Do this
Output the line containing "the distant hillside" and all subsequent lines of the listing below, copied exactly, with no other lines.

(Records from a data source)
= = = = = = =

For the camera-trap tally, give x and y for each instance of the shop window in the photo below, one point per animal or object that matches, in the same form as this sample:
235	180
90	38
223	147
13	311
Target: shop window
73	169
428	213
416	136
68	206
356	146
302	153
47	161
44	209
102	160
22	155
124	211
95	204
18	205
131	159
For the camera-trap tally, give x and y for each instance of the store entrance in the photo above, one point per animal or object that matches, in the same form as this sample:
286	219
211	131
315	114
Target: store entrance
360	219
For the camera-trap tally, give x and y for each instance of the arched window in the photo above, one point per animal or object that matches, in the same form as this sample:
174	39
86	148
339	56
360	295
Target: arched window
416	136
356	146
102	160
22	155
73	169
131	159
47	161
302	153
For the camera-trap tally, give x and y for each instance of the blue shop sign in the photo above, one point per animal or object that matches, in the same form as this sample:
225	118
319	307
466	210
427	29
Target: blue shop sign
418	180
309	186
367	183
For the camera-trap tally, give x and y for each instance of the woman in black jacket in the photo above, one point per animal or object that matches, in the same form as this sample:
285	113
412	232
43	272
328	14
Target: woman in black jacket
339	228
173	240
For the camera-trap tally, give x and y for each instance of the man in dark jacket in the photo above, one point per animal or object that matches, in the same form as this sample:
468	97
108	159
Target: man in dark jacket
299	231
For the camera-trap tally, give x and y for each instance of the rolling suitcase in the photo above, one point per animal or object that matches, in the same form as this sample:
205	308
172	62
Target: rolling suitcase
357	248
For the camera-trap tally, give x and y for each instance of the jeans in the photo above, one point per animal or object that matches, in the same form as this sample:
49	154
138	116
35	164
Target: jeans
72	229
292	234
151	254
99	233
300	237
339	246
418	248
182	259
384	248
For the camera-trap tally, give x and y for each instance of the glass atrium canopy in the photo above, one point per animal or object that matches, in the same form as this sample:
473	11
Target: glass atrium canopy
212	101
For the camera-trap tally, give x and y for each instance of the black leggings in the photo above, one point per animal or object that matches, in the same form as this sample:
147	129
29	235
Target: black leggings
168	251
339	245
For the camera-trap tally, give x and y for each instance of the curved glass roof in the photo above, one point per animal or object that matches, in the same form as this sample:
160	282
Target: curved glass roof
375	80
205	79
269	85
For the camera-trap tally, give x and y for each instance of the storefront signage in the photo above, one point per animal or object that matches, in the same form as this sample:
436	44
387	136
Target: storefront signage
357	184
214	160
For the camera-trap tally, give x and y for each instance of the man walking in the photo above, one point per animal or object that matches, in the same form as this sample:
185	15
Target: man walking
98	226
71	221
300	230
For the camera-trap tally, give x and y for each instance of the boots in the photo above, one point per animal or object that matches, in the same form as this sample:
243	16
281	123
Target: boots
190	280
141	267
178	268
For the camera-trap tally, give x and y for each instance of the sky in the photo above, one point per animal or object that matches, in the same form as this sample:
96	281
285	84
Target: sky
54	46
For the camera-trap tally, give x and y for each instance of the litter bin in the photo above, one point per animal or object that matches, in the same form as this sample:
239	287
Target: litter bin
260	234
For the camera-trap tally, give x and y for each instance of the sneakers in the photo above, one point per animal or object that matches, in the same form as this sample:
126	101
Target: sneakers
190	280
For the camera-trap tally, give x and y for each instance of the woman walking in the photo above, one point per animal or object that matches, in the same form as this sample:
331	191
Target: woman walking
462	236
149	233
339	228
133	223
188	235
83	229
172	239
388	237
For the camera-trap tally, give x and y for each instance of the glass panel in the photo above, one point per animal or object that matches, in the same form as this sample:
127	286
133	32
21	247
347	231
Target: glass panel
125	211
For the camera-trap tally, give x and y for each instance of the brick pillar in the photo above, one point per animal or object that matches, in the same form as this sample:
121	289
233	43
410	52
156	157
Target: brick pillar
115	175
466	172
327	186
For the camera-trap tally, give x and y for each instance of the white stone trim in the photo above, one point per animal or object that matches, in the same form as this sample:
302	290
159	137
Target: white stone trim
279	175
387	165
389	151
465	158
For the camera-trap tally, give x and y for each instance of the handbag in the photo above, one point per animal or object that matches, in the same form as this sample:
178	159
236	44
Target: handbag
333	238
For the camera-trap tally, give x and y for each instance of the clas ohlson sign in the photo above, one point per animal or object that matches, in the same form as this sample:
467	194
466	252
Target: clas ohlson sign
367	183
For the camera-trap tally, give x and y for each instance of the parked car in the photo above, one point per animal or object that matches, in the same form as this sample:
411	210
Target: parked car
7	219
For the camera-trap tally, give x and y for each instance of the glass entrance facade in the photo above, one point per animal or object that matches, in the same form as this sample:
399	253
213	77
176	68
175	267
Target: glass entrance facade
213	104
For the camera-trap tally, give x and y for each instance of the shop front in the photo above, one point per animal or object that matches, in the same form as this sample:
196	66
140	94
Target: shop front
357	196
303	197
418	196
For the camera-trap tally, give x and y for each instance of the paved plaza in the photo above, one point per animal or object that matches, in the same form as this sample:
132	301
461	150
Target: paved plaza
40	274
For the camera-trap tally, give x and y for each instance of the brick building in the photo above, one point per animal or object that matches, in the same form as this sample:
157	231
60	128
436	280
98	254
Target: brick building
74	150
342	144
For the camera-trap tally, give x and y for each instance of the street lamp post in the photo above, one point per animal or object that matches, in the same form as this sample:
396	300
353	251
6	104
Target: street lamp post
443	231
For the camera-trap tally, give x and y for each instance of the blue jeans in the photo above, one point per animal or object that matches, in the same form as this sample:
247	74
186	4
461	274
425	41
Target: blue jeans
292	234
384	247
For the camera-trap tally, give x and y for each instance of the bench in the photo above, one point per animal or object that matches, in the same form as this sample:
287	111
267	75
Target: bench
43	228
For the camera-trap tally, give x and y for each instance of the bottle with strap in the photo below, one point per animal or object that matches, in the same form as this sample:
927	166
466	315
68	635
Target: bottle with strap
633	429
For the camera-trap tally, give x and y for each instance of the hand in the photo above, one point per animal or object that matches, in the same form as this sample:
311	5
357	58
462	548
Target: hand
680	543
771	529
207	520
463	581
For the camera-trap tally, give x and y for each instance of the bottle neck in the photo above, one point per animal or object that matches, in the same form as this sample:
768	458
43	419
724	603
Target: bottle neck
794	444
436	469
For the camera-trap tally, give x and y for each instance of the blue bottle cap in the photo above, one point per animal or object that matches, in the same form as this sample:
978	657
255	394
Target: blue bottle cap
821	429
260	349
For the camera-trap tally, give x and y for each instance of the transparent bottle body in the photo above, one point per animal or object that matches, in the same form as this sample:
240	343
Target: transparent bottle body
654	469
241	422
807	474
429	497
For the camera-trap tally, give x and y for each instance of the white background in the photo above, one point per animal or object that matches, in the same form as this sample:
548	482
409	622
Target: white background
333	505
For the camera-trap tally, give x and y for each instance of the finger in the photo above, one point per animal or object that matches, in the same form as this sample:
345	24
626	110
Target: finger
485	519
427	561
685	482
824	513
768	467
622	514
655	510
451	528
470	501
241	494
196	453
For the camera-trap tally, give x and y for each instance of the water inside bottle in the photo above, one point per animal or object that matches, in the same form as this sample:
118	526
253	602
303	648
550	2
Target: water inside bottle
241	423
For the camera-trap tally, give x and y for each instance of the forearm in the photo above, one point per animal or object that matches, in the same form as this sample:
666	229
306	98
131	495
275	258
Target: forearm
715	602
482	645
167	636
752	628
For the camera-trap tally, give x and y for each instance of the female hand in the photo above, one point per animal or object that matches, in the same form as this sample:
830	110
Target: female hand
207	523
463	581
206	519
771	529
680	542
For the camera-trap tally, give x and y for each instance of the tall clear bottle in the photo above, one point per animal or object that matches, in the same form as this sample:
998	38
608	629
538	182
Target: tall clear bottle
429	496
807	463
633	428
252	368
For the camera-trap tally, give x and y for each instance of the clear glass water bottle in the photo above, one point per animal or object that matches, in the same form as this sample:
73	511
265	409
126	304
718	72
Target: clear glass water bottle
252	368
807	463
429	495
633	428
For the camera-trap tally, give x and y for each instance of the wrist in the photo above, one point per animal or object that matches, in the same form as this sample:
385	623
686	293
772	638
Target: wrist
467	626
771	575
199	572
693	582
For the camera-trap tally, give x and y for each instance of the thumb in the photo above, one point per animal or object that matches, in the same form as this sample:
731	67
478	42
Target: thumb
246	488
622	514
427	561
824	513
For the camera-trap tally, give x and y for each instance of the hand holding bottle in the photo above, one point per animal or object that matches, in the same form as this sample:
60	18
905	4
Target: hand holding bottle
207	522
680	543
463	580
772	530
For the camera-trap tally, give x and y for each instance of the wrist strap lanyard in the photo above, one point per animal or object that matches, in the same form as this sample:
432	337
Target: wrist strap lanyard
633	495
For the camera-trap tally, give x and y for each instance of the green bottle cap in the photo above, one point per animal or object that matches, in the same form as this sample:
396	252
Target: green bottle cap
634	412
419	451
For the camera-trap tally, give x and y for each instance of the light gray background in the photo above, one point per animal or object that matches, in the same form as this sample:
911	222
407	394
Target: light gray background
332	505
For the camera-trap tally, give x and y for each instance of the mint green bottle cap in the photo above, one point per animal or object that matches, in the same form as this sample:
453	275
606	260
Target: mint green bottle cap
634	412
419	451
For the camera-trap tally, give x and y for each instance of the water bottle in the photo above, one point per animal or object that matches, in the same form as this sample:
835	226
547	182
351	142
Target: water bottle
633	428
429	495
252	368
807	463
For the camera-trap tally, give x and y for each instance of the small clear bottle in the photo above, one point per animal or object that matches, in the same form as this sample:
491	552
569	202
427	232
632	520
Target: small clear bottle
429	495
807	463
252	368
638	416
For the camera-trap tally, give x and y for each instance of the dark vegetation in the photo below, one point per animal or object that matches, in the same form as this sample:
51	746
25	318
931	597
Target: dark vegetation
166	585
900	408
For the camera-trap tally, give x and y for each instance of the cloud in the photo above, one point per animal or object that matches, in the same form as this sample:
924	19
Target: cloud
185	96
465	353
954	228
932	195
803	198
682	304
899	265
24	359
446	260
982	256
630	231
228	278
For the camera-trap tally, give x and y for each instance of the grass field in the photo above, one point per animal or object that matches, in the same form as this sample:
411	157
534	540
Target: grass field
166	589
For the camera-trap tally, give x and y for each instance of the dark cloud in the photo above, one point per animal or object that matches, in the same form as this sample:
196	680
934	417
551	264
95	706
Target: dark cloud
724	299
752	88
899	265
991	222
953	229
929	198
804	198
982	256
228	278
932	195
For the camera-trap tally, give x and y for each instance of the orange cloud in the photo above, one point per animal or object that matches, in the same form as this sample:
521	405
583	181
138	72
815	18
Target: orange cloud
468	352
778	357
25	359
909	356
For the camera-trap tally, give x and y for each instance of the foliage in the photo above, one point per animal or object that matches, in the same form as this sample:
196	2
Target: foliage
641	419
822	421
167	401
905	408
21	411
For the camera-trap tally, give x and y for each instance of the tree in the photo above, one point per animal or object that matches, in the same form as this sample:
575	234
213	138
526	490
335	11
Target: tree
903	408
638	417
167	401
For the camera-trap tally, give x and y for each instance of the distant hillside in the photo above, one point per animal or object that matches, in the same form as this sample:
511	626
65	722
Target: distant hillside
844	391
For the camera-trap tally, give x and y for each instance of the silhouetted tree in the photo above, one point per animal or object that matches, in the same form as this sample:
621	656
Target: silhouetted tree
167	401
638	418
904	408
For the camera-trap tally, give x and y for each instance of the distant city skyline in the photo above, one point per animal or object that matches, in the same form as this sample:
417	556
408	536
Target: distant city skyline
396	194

= = = = = = =

Solution for this exercise
For the camera-trap tally, give x and y for each instance of the distant hillside in the photo above, one point per animal or object that matches, in the same form as this sample:
511	626
65	722
Target: distant hillside
844	391
For the camera-trap tally, give x and y for each instance of the silhouetted tree in the photo above, one point per animal or object that matches, in the same form as this sample:
621	656
Target: silhouetted tree
167	401
638	418
904	408
For the camera-trap tally, give x and y for each instance of the distant city skyline in the photo above, one point per animal or object that matches, in the same form as this sample:
417	556
408	536
Target: distant city skyline
396	194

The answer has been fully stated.